- Work to be completed
Select each line of the records that contains the word "fence" and copy those lines.

- Rows of box annotation data
* START *
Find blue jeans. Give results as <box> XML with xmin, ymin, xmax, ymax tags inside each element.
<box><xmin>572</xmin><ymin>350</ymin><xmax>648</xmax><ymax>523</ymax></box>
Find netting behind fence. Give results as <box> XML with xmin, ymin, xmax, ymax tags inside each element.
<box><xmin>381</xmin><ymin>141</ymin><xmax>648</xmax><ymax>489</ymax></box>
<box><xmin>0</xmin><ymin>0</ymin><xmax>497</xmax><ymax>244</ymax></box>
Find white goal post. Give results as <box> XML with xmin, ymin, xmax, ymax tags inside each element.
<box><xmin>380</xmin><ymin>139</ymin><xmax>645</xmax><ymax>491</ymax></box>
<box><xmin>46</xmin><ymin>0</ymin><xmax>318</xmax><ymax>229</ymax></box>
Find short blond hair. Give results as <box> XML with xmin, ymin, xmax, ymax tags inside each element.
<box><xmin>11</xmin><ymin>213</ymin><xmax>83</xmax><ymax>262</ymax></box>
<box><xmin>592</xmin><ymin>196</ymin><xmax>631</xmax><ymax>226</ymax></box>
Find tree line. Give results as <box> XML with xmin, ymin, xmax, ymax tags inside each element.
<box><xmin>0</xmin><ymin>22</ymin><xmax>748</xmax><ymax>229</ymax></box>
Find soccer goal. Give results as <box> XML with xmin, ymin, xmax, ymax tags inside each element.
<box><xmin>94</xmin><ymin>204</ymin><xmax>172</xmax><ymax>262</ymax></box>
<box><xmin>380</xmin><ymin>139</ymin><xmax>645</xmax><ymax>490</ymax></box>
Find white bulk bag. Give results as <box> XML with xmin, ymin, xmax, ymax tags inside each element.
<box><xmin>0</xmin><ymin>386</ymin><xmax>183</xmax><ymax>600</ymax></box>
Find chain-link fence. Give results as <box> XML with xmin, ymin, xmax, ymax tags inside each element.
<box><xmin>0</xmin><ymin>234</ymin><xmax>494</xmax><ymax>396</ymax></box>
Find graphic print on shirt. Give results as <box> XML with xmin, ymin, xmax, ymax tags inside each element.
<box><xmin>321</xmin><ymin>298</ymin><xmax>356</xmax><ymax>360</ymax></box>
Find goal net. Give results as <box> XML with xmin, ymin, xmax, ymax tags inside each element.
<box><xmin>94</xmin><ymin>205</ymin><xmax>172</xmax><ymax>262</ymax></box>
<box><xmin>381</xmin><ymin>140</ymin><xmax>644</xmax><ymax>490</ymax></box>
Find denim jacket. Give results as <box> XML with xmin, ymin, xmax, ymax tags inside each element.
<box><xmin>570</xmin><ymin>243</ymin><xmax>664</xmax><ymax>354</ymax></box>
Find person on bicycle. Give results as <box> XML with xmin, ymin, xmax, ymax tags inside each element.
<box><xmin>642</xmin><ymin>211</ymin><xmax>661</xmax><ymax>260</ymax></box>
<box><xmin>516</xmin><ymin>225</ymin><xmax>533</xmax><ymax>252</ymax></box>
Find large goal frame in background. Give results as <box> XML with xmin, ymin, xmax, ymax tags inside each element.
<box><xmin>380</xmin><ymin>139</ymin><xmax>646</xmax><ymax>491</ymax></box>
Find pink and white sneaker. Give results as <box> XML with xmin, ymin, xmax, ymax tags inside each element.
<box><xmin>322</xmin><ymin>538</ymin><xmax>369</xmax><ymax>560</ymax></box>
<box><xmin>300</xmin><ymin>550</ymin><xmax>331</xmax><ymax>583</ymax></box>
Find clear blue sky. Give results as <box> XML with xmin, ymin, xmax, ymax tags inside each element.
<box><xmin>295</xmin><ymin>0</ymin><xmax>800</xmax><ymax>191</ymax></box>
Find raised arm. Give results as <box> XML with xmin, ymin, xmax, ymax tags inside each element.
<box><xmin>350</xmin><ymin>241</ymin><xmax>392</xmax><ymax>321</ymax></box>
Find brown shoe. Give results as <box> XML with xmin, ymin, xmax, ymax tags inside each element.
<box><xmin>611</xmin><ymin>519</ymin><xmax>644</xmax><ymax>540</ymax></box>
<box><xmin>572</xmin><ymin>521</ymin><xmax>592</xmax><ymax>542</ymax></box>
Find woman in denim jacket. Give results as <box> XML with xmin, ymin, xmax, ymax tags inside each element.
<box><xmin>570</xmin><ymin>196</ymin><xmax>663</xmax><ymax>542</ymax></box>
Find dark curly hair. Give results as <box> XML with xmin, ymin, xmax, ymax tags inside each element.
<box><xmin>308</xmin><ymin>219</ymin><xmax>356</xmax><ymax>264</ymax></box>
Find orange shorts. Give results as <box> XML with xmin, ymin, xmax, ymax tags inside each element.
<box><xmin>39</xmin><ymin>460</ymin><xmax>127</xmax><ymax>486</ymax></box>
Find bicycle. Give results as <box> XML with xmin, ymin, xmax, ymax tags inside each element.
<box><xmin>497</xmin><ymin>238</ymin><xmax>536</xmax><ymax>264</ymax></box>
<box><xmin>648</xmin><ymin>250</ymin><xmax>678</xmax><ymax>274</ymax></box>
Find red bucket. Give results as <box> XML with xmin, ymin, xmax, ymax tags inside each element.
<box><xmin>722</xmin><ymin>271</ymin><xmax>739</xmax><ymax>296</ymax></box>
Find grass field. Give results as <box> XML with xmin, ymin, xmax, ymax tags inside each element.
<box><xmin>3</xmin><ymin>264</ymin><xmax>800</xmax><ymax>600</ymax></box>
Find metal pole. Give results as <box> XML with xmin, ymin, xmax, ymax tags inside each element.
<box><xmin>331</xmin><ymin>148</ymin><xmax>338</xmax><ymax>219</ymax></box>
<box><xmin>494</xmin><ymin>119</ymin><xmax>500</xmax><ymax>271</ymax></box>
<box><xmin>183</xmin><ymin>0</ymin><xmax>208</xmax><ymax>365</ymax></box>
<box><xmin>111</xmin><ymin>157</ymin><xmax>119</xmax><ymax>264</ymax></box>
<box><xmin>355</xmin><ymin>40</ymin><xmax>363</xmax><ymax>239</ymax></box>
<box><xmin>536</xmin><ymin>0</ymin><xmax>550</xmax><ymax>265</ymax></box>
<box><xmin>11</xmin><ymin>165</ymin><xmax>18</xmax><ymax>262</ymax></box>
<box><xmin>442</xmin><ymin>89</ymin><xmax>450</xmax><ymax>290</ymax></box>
* END *
- Solution below
Find netting behind fence. Give results as <box> XML with xmin, ymin, xmax, ymax tags inside each element.
Find chain-link fence. Give results as <box> XML with xmin, ymin, xmax, ymax tags inside each element.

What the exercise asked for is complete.